_Data section:_
# # # #
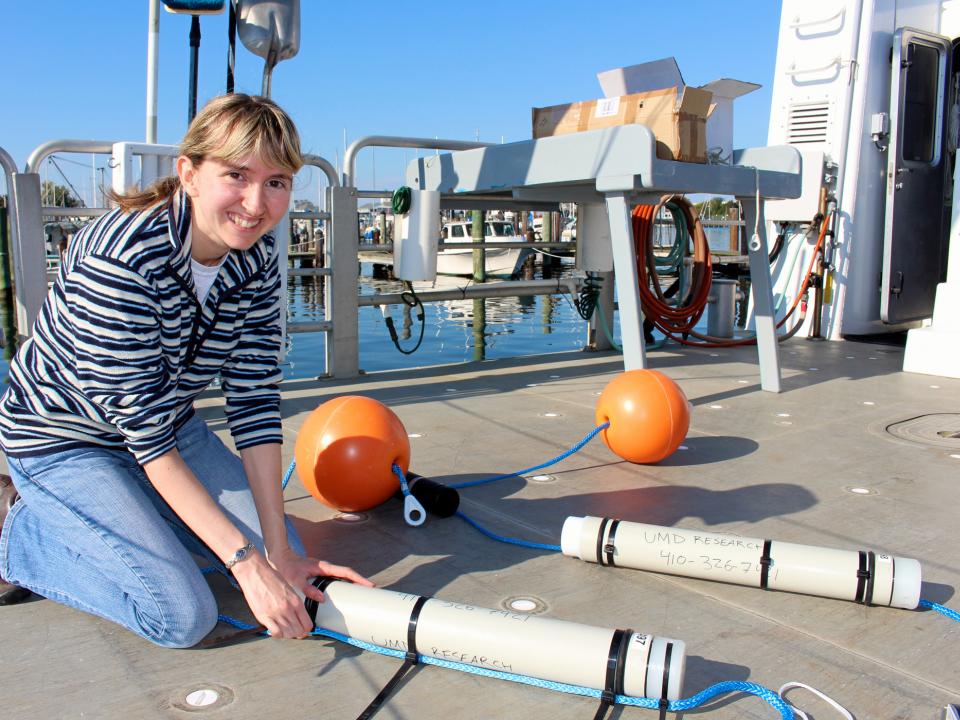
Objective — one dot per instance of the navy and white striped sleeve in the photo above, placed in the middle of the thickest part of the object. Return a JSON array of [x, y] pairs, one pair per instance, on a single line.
[[252, 375], [115, 327]]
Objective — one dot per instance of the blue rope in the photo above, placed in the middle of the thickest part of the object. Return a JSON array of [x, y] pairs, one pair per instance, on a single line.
[[501, 538], [398, 471], [786, 713], [288, 475], [568, 453], [952, 614]]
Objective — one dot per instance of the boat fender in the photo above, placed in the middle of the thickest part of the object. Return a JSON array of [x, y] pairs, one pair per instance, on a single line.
[[436, 498]]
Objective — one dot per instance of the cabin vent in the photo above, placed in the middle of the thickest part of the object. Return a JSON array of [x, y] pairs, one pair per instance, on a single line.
[[807, 123]]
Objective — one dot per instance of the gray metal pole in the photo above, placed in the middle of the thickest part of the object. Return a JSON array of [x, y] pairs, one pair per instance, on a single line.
[[479, 254], [340, 292], [153, 51]]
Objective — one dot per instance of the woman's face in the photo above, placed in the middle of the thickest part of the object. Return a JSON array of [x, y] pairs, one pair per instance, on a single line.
[[234, 204]]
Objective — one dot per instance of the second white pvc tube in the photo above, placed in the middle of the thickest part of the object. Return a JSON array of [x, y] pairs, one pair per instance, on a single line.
[[510, 642], [874, 578]]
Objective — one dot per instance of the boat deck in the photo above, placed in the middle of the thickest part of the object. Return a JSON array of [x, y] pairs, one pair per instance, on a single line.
[[778, 466]]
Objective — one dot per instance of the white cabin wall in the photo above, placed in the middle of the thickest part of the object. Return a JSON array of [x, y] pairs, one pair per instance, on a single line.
[[859, 35], [815, 77], [861, 185]]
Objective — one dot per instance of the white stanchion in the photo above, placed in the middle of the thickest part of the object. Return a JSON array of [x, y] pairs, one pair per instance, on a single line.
[[864, 576], [505, 641], [415, 245]]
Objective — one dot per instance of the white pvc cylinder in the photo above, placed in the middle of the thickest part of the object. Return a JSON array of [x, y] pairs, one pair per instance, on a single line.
[[862, 576], [415, 244], [594, 248], [510, 642]]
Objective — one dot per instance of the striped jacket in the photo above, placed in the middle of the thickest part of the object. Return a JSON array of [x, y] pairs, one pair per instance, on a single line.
[[122, 346]]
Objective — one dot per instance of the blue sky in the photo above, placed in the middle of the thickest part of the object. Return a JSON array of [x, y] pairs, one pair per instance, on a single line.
[[77, 70]]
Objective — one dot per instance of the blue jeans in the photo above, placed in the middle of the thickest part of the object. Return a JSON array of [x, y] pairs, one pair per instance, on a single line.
[[89, 531]]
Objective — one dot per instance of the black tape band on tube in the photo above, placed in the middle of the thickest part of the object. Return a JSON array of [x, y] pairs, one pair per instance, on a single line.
[[870, 576], [321, 582], [616, 665], [412, 628], [610, 546], [600, 534], [410, 660], [765, 563]]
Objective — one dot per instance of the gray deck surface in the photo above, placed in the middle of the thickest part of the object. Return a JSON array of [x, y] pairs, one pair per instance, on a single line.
[[756, 464]]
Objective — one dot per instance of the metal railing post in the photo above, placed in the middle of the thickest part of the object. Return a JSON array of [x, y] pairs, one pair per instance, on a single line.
[[340, 291], [29, 254]]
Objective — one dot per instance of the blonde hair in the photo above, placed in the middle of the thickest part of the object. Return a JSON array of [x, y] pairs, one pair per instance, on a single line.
[[229, 128]]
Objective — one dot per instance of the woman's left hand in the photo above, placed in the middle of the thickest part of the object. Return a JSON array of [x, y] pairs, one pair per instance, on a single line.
[[299, 570]]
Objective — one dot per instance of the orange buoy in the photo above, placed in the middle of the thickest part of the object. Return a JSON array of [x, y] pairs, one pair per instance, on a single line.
[[648, 414], [345, 451]]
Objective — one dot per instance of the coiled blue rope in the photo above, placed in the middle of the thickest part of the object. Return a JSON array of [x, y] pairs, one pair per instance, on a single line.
[[473, 483], [943, 610], [287, 475], [501, 538], [722, 688], [483, 481]]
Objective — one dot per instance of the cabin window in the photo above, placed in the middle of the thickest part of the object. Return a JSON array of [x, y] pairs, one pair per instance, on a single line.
[[920, 107]]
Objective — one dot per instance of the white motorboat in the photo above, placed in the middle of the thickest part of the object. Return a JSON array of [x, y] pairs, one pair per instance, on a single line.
[[498, 261]]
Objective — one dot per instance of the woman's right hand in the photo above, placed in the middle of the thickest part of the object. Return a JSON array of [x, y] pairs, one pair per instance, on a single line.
[[271, 599]]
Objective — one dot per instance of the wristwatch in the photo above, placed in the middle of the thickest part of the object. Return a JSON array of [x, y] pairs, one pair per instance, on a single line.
[[241, 554]]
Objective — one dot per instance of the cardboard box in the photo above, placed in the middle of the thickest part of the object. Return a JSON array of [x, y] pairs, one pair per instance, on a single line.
[[666, 73], [676, 116], [688, 124]]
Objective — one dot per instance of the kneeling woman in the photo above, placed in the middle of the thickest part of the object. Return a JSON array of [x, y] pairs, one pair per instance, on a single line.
[[119, 480]]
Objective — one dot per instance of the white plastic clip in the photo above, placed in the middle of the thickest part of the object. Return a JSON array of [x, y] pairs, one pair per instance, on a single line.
[[413, 511]]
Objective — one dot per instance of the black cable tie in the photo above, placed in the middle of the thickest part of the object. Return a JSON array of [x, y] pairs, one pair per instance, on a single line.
[[610, 547], [766, 562], [616, 666], [865, 576], [665, 688], [411, 659], [663, 706], [600, 534]]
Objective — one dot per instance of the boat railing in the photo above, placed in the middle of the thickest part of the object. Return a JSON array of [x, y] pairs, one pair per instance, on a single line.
[[337, 262]]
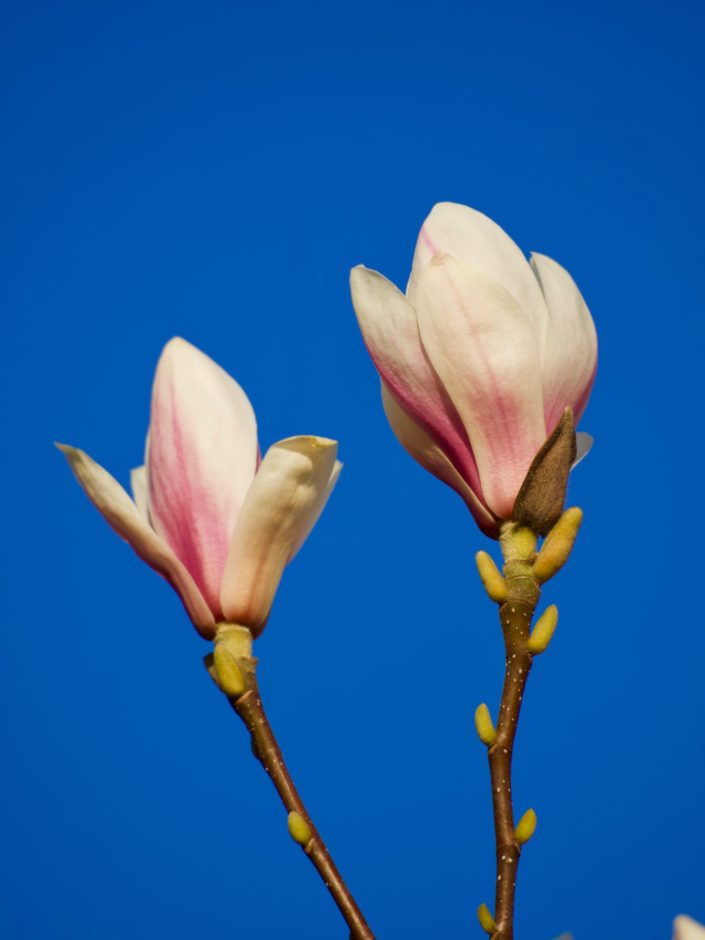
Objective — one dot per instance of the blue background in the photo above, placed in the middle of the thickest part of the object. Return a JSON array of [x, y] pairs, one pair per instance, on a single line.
# # # #
_Task objective:_
Update the lines between the one containing "Objective — one dot per instance of the woman's face" and the one containing "[[234, 204]]", inclusive, so that "woman's face" becomes "person's face" and nothing else changes. Return only those lines.

_Answer to the problem:_
Objective — one dot per instance of the person's face in the photo above, placed in the middle of the thickest part of the object. Return a JSON array of [x, y] pairs, one pair per instance, on a single line.
[[234, 204]]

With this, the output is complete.